• _Using the information_
a) Quote the post about extracting horse pedigree data from PDFs word for word, from "By Brodric Foster" to "data to CSV.".
b) Write the next part of the post about extracting horse pedigree data from PDFs, picking up after its last sentence.

• _Text for analysis_

= Beginning of Section =

Equine Data Processing

Posted Nov 18, 2023

By Brodric Foster 2 min read

This project comes from my partner who studies equine genetics. The research she’s working on involves analyzing horse performance based on a coefficient of inbreeding. There’s a specific company that sells horse pedigree records, categorizing large swaths of race history for a given horse’s offspring. This is perfect for the task. Unfortunately this data is sold on a per document basis, which is given in… PDF form.

This means in order to compile the data, several very talented biologists would have spent days for each horse they wanted data on, manually entering information into a spreadsheet.

So, this project, currently dubbed ‘Horsifier’, scans a bunch of PDFs and outputs the data to CSV.

Regex!

I only learned Regex out of necessity a few months ago for a class assignment, so I’m pretty proud of getting something this complicated off the ground. I doubt this is the most elegant solution, in fact I bet this pattern is full of very obvious issues, but it (mostly) works for now.

The data is generally formatted like this: (Taken from a free sample PDF at https://www.equineline.com/samples/samp22P.pdf)

And a helpful diagram provided by my lovely partner:

And while we want all of that information, I’m focusing just on extracting the data before the race statistics for now. As the size of the regex pattern increases, so does the probability of missing an entry. For a while, the only way I could detect bugs was by Ctrl+F different names in both the PDF and CSV until I caught a discrepancy, so I wanted to keep the scope small while I ironed out all the issues.

= End of Section =

• _Excerpted records_

= Beginning of Section =

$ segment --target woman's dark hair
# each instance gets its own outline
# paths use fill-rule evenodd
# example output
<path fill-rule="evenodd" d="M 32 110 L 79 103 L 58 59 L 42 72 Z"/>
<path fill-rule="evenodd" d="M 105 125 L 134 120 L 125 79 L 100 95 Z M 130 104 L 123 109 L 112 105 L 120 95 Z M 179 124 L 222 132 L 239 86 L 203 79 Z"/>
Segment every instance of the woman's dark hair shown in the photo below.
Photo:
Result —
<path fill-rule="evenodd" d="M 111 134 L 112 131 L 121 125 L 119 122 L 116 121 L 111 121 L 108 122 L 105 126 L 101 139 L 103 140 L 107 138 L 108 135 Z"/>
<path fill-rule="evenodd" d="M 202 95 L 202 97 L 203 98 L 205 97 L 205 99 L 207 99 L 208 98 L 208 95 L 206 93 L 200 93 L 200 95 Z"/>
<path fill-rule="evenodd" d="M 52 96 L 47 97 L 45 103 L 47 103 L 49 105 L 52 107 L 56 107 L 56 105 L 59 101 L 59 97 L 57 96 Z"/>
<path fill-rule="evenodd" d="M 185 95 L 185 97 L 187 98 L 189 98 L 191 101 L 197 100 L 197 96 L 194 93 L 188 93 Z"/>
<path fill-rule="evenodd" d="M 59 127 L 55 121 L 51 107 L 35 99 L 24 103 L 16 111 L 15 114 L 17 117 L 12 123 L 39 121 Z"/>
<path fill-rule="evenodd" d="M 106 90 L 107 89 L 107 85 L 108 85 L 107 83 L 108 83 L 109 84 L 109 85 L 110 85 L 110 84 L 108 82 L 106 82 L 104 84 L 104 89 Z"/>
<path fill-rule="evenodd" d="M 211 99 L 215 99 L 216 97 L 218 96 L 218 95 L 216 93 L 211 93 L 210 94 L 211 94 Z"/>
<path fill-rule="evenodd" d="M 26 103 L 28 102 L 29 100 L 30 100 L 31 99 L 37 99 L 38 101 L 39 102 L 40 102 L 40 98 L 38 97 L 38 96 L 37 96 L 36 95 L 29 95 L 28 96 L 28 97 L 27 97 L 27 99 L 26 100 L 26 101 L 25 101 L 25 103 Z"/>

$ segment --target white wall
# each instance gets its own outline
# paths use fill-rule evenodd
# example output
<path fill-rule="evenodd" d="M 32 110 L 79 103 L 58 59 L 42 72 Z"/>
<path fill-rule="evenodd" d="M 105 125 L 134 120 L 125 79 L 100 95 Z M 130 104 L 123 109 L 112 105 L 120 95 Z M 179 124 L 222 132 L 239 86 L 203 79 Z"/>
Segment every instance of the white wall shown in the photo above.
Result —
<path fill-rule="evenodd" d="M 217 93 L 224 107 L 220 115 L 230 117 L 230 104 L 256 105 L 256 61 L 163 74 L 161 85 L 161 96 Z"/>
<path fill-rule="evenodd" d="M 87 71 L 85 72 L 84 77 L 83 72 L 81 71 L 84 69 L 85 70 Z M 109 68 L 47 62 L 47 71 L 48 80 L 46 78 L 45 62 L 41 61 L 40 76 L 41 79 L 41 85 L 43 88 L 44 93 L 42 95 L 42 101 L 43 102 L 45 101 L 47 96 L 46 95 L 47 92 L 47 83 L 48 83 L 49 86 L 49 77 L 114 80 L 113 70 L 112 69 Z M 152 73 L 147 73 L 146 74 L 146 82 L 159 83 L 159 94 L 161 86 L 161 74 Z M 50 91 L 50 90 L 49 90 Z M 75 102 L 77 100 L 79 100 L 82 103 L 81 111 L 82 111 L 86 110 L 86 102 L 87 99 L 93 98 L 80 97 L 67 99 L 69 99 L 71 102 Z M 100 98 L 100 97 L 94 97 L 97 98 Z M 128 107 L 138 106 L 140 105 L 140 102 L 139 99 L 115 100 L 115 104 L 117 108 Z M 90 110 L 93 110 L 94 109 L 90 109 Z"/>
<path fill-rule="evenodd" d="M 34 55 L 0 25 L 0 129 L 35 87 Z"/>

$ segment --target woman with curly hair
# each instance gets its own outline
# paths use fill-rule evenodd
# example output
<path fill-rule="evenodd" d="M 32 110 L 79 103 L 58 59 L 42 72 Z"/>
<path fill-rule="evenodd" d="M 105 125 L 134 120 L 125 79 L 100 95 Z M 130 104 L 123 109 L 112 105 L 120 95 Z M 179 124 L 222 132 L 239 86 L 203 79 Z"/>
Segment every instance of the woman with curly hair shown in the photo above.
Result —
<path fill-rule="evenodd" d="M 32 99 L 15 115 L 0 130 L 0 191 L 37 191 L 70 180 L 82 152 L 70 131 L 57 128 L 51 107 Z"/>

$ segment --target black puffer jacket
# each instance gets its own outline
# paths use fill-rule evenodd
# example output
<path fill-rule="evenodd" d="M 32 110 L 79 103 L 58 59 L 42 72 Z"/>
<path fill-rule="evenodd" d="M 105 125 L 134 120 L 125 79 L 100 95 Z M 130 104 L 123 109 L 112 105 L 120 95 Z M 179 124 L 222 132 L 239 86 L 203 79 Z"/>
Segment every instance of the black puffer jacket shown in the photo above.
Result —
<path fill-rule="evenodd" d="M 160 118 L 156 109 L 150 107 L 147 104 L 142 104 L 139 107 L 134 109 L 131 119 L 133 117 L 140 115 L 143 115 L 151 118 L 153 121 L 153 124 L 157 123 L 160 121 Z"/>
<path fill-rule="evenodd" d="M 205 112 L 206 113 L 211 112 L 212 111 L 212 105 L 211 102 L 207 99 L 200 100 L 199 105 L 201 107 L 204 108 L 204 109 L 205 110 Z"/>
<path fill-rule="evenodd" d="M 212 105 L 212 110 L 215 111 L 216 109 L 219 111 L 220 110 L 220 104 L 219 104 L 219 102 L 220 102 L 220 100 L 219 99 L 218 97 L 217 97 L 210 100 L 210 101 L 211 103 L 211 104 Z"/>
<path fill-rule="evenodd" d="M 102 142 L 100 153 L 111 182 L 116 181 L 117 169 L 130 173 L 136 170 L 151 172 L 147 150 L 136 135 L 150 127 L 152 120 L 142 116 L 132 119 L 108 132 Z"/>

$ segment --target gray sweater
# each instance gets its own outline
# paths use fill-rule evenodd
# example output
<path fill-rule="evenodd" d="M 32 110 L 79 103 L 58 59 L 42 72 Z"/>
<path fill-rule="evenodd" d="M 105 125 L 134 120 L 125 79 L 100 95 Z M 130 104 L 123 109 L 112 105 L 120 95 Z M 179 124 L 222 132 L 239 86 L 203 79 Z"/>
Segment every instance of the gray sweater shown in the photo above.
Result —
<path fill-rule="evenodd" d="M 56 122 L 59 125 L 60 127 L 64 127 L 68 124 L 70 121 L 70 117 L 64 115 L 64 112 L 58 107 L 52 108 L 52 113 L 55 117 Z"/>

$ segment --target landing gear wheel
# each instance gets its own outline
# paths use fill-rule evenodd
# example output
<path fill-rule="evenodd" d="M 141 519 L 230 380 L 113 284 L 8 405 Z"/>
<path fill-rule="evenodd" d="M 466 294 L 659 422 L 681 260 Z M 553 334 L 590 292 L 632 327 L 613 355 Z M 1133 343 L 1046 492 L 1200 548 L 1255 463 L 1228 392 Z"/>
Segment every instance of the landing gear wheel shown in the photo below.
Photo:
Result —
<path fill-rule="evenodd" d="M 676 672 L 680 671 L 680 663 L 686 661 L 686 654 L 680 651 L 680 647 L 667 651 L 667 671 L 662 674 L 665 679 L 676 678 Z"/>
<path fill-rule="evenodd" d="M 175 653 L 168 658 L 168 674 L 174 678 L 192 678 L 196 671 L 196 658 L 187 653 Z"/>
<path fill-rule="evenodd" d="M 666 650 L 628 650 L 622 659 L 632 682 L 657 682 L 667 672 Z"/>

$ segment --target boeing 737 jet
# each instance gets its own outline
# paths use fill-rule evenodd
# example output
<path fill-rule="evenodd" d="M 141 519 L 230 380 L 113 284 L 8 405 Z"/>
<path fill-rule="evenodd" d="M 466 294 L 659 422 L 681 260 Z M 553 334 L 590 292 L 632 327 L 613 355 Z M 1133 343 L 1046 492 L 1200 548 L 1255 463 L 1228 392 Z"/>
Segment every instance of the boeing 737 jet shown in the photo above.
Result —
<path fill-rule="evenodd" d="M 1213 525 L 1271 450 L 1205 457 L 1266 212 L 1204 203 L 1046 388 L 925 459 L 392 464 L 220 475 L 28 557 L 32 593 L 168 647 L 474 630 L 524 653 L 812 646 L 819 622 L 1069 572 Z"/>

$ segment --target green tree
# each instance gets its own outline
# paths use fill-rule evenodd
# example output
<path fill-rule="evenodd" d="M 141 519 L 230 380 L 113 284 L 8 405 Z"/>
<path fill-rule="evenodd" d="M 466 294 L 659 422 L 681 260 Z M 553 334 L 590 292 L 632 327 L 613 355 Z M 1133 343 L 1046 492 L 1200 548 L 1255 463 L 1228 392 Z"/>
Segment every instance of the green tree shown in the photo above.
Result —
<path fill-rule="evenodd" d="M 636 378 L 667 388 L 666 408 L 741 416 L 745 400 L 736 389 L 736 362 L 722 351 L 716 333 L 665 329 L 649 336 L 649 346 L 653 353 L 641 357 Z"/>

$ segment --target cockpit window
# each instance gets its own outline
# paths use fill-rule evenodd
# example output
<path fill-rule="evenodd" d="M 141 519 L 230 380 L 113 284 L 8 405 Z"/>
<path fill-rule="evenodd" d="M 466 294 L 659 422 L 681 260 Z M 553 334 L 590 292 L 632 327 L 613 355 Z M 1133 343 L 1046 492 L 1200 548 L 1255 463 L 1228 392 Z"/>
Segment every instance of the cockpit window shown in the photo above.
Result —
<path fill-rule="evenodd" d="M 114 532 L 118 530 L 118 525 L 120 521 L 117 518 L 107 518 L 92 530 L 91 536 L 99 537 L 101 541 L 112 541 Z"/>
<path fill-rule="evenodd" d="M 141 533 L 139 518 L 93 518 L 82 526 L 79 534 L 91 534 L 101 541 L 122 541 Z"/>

= End of Section =

• _Numbered responses_
a)
By Brodric Foster 2 min read

This project comes from my partner who studies equine genetics. The research she’s working on involves analyzing horse performance based on a coefficient of inbreeding. There’s a specific company that sells horse pedigree records, categorizing large swaths of race history for a given horse’s offspring. This is perfect for the task. Unfortunately this data is sold on a per document basis, which is given in… PDF form.

This means in order to compile the data, several very talented biologists would have spent days for each horse they wanted data on, manually entering information into a spreadsheet.

So, this project, currently dubbed ‘Horsifier’, scans a bunch of PDFs and outputs the data to CSV.

b)
pattern = re.compile(r'''
    ((?!=)[^\n\\]{1,23}),       # Foal name
    \ ([^,]+),                  # Foal birthday
    (\ [\w\s\/]+)?              # Foal color (optional)
    \ (colt|gelding|filly)\ --  # Foal sex
    (?:                         # Anything below this can fail and still go through.
    \ ([^\(]+)                  # Dam name TODO: Add 1,23, country code?
    \ \((\d+)\)                 # Dam year
    (?:\ \(SPR=(\d+);           # Dam SPR (optional)
    \ CPI=(\d+\.\d+)\))?        # Dam CPI (optional)
    \s([^\n\\]{1,23})           # Dam sire name
    \ \((\d+)\)                 # Dam sire year
    \s
    # TODO: died capture, 'stands in ___'
    #(?:Died\ in\ [\d+]{4}\s)?
    (?:[^\n()]*)?
    (?:\(SPR=(\d+);)?                # Foal SPR
    (?:\ CPI=(\d+\.\d+)\))?          # Foal CPI
    )?                          
    ''', re.VERBOSE)

As you can see, there’s still a lot to work on here. Hopefully next post I’ll have that all figured out.

This post is licensed under CC BY 4.0 by the author.